◆ Passage for review:
Lastly, the accusation looks back over its shoulder at me: "An' what are you doin' for them, mate?" 

The people who want those simple solutions are likely those with the better imaginations who are haunted by the suffering of others - and who wants to be haunted? The realise there isn't much they can do themselves, so they hope that taxing billionaires or improving the local tax base or overthrowing capitalism will bring them peace. When I make it personal like this I understand their motivation better.  They want it to go away because it hurts. It is tough to accept that the poor will always be with us, that we will always hurt, and that we cannot get away from it by leaving it to others. Trying to do that only deadens us. 

Saturday Links

 From ACX October links: T Greer on Trump’s flip-flopping Ukraine-Russia policy (X): “Every administration since Clinton comes in determined to reset US-Russian relations, to clear away old legacies and bad blood. Clinton, Bush, Obama, Trump I, even Biden. It is the swampiest of all swampy ideas, resetting relations with the Russians. It never works.” 

A Billion Years of Sex Differences 

The Science of Snickers  Caramel has to be done at 240-245 degrees Fahrenheit. That seems like a narrow window.

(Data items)
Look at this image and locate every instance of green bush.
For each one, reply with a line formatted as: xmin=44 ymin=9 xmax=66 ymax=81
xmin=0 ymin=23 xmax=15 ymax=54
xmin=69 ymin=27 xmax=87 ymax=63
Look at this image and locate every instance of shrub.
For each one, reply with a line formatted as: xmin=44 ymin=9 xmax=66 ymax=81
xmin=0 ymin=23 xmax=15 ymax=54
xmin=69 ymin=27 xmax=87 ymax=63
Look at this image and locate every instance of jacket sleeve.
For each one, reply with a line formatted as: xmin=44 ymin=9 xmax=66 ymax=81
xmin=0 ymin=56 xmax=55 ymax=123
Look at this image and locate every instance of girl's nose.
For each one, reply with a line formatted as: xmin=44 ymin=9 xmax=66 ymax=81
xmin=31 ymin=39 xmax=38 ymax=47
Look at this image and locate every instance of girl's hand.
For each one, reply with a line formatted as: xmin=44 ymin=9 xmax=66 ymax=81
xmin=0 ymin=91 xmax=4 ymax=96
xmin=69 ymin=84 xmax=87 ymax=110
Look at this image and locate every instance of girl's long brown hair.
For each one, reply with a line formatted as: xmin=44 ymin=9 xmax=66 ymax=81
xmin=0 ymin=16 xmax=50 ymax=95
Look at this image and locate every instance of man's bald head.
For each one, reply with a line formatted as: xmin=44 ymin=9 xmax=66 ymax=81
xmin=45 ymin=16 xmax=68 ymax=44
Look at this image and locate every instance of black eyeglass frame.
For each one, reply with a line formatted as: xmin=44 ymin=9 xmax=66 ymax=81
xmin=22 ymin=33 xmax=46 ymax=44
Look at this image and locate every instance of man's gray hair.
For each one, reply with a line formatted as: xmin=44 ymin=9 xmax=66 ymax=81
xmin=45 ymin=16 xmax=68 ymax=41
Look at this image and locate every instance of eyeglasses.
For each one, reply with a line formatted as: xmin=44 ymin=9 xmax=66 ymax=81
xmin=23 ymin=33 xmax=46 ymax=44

◆ What the task asks:
Reproduce the blog excerpt above in full, word for word, from its first line through its last.

◆ Solution for this task:
Lastly, the accusation looks back over its shoulder at me: "An' what are you doin' for them, mate?" 

The people who want those simple solutions are likely those with the better imaginations who are haunted by the suffering of others - and who wants to be haunted? The realise there isn't much they can do themselves, so they hope that taxing billionaires or improving the local tax base or overthrowing capitalism will bring them peace. When I make it personal like this I understand their motivation better.  They want it to go away because it hurts. It is tough to accept that the poor will always be with us, that we will always hurt, and that we cannot get away from it by leaving it to others. Trying to do that only deadens us. 

Saturday Links

 From ACX October links: T Greer on Trump’s flip-flopping Ukraine-Russia policy (X): “Every administration since Clinton comes in determined to reset US-Russian relations, to clear away old legacies and bad blood. Clinton, Bush, Obama, Trump I, even Biden. It is the swampiest of all swampy ideas, resetting relations with the Russians. It never works.” 

A Billion Years of Sex Differences 

The Science of Snickers  Caramel has to be done at 240-245 degrees Fahrenheit. That seems like a narrow window.